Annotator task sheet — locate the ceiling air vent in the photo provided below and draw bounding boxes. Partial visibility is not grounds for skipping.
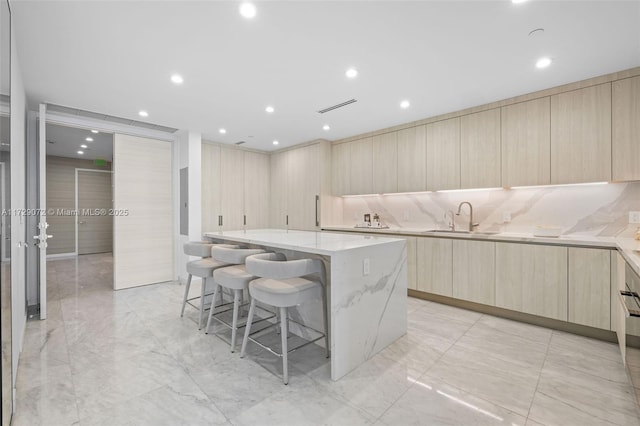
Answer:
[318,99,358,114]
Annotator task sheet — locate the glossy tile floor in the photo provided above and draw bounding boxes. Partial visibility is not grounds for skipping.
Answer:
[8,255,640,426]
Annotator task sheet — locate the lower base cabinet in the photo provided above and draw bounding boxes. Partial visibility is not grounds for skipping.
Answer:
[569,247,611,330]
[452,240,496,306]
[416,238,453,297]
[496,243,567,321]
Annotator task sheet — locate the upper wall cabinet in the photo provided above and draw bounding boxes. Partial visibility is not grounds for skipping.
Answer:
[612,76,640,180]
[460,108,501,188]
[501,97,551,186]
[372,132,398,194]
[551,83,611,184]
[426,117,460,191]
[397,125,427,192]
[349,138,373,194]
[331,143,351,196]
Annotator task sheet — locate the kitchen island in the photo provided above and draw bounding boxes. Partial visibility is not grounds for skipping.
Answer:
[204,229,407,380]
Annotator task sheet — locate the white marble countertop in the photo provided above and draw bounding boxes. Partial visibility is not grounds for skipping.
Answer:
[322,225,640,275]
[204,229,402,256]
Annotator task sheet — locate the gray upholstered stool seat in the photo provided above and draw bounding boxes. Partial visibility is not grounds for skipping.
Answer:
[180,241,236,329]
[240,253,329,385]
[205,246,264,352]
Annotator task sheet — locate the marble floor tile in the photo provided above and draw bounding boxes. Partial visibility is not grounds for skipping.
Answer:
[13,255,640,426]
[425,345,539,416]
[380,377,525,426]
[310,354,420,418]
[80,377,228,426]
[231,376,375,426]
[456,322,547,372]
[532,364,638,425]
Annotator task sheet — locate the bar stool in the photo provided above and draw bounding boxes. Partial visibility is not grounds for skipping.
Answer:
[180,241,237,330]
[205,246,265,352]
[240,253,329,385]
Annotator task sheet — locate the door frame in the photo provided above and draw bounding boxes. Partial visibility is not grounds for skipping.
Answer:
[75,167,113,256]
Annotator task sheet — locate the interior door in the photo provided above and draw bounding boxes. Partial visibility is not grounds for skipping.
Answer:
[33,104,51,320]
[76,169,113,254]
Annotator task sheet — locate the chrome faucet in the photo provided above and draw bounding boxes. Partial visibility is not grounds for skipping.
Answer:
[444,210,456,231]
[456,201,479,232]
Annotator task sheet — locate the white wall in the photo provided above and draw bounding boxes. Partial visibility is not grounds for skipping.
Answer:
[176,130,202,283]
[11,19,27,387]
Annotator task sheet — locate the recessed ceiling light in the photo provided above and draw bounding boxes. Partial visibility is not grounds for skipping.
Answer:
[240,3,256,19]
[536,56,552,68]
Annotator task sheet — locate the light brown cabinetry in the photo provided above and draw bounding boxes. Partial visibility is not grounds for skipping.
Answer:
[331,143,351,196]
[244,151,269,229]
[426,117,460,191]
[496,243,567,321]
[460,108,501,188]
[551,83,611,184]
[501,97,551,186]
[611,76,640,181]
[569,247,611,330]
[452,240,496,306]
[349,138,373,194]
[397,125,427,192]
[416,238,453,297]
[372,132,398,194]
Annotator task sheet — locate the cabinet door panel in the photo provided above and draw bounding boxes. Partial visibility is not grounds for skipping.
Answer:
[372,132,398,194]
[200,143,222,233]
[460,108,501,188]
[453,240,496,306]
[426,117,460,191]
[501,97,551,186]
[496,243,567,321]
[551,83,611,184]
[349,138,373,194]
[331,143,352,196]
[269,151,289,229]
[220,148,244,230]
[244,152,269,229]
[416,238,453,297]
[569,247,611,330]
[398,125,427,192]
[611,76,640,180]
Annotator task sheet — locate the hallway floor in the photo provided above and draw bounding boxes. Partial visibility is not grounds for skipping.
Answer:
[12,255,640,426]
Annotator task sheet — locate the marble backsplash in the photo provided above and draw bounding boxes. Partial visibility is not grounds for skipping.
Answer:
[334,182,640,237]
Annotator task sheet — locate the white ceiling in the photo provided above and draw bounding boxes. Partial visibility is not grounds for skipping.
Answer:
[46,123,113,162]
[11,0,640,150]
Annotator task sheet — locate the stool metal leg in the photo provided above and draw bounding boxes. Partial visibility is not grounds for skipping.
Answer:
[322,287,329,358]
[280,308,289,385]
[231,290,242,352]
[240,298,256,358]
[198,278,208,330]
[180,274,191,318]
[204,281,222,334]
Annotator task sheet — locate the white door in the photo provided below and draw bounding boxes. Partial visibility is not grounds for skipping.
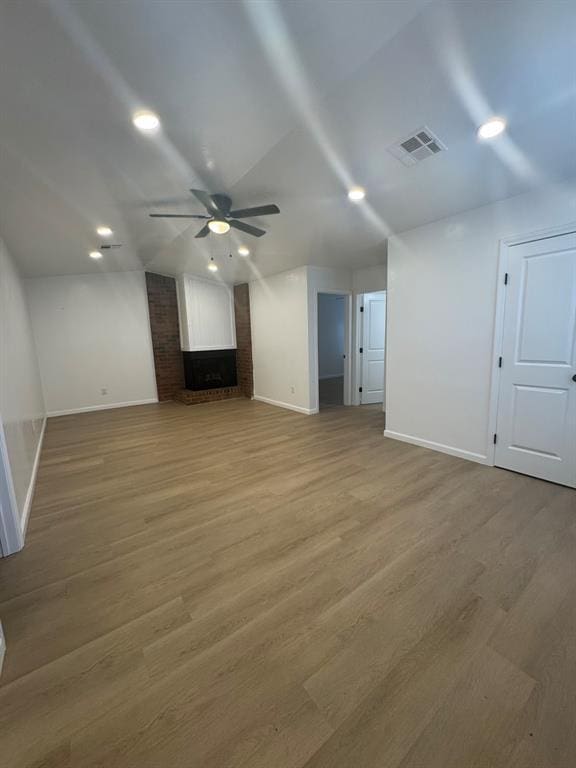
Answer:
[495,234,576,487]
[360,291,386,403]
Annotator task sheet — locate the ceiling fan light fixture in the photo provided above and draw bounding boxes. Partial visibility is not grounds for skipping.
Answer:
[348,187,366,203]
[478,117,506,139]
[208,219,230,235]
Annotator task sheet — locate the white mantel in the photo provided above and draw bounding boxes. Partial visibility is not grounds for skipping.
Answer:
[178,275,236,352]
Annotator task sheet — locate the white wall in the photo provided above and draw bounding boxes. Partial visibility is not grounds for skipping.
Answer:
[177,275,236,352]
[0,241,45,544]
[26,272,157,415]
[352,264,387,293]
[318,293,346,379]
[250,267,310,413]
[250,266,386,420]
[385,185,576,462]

◇ ◇ ◇ ◇ ◇

- _GOAL_
Copy every item above word for word, leaving the pictures out.

- _REPLY_
Annotator task sheet — locate the ceiling air vent in the photo provided below and draw bounding boxes. Partial visibility is not grounds for skipping.
Answer:
[318,99,358,114]
Annotator task sheet — locate the glossy tile floor in the photo provided above and draw bounding boxes. Partial visibility is not grounds for skipping.
Answer:
[8,255,640,426]
Annotator task sheet — locate the lower base cabinet in the photo provided above and draw bounding boxes. Partial visibility is not grounds for skipping.
Answer:
[569,247,611,330]
[452,240,496,306]
[416,238,453,297]
[496,243,567,321]
Annotator task sheet — locate the upper wall cabinet in the photo provided above and draw bounding boxes. Partial visibility is not grounds for skipping.
Answer:
[612,76,640,180]
[460,108,501,188]
[501,97,551,186]
[372,132,398,194]
[551,83,611,184]
[426,117,460,191]
[397,125,427,192]
[349,138,373,194]
[331,143,351,196]
Annotator task sheet — locate the kitchen island in the photo provided above and draw bounding boxes. Partial visibility is not grounds for skipping.
Answer:
[204,229,407,380]
Annotator task sheet — locate the white marble countertop in the photo provided above and draw bounding boxes. Partial visibility is not grounds for skipping.
Answer:
[322,225,640,275]
[204,229,402,256]
Annotator task sheet — locate the gray upholstered stool seat in the photo provided above and draw bounding boxes. Partial visibility is not grounds for skipping.
Answer:
[180,241,236,329]
[240,253,329,385]
[205,246,264,352]
Annotator task sheet — locate the marble floor tile in the photo provided above and draw bounding boxes. Partial visibility is not grounds for skipping.
Answer:
[13,255,640,426]
[425,345,539,416]
[380,377,525,426]
[310,354,420,418]
[80,377,228,426]
[231,376,375,426]
[456,322,547,372]
[532,364,638,425]
Annotator task sheet — locate the bar stool in the photo provided above and draw bounding boxes. Partial visibility is not grounds for skipping.
Answer:
[180,241,237,330]
[205,246,265,352]
[240,253,329,385]
Annotator task sheet — locate the door frame in the photo provided above and draw bounding boxes. Partial visibility is not grounds for skipping.
Answer:
[75,167,113,256]
Annotator task sheet — locate the interior door in the photo provided above and draw bounding boxes. Partial visibility is not grounds for skipping.
Answer:
[33,104,51,320]
[76,169,113,254]
Annotator task sheet — locate the chrome faucet in the photo provided above and draw bounding boxes. Partial visibility is not grounds for skipping.
Answer:
[444,210,456,231]
[456,201,479,232]
Annotator task sheet — locate the white wall in the photo provided above and draw bounding boxes. Partial visibility is not grounds for skipping.
Answer:
[176,130,202,283]
[11,19,27,387]
Annotator task sheet — locate the recessed ceiling light in the photo provided above and draw bounding boxes. Partial visibility is not grounds for skipping.
Answer:
[240,3,256,19]
[536,56,552,68]
Annotator task sheet — locate the light brown cabinetry in the photo provided above and draw bounding boxes. Partial visibility is not grounds for skipping.
Answer:
[331,143,351,196]
[244,151,269,229]
[426,117,460,191]
[496,243,567,321]
[460,108,501,188]
[551,83,611,184]
[501,97,551,186]
[611,76,640,181]
[569,247,611,330]
[452,240,496,306]
[349,138,373,194]
[397,125,427,192]
[416,238,453,297]
[372,132,398,194]
Annotator task sheet — locate the cabinet door panel in the photo provided above and draw bounding boxes. Partial visibility is not grounds for skipping.
Answer:
[372,132,398,194]
[200,143,222,233]
[460,108,501,188]
[453,240,496,306]
[426,117,460,191]
[501,97,551,186]
[496,243,567,321]
[551,83,611,184]
[349,138,373,194]
[331,143,352,196]
[269,151,289,229]
[220,148,244,230]
[244,152,269,229]
[416,238,453,297]
[569,247,611,330]
[398,125,427,192]
[611,76,640,180]
Annotator task sheet — locate the hallway floor in the photo provided above and draw bounding boxes. Partial visibility is not grounds for skipping.
Answer:
[12,255,640,426]
Annotator task sheet — locate the marble backsplash in the photo provided above and draw bounding boxes. Partial visibility is not grounds for skipping.
Answer:
[334,182,640,237]
Annotator task sheet — locate the white ceiling in the photo provided above and draw bounding boxes. Partial visibility is not grounds for skipping.
Answer:
[46,123,113,162]
[11,0,640,150]
Annotator task sheet — locate the stool metal leg in the photo provided above and draw bounding boxes. Partial visibility is not grounds for skipping.
Answer:
[322,287,329,358]
[280,308,289,385]
[231,290,242,352]
[240,298,256,358]
[198,278,208,330]
[180,274,191,318]
[204,281,222,334]
Annotator task sheet — locate the white door in the photo provided below and draw bounding boxes. Partial visibility is not grounds for skipping.
Answer:
[495,234,576,487]
[360,291,386,403]
Annotator task sheet — locate the ceiling fan light fixture in the photo provided above and draw bounding boxes. Partial visibility is not grounds for skipping.
Answer:
[348,187,366,203]
[478,117,506,139]
[208,219,230,235]
Annotator task sheet — locate the white mantel in the photo provided above and draw bounding boxes. Partial visibility is not grounds for skipping.
Answer:
[178,275,236,352]
Annotator task sheet — locate the white wall in the photo provided above and draw bounding boxes. Partial visibility is not grounds for skipping.
Answer:
[177,275,236,352]
[0,241,45,544]
[26,272,157,415]
[352,264,387,293]
[318,293,346,379]
[250,267,310,413]
[250,266,386,420]
[385,185,576,462]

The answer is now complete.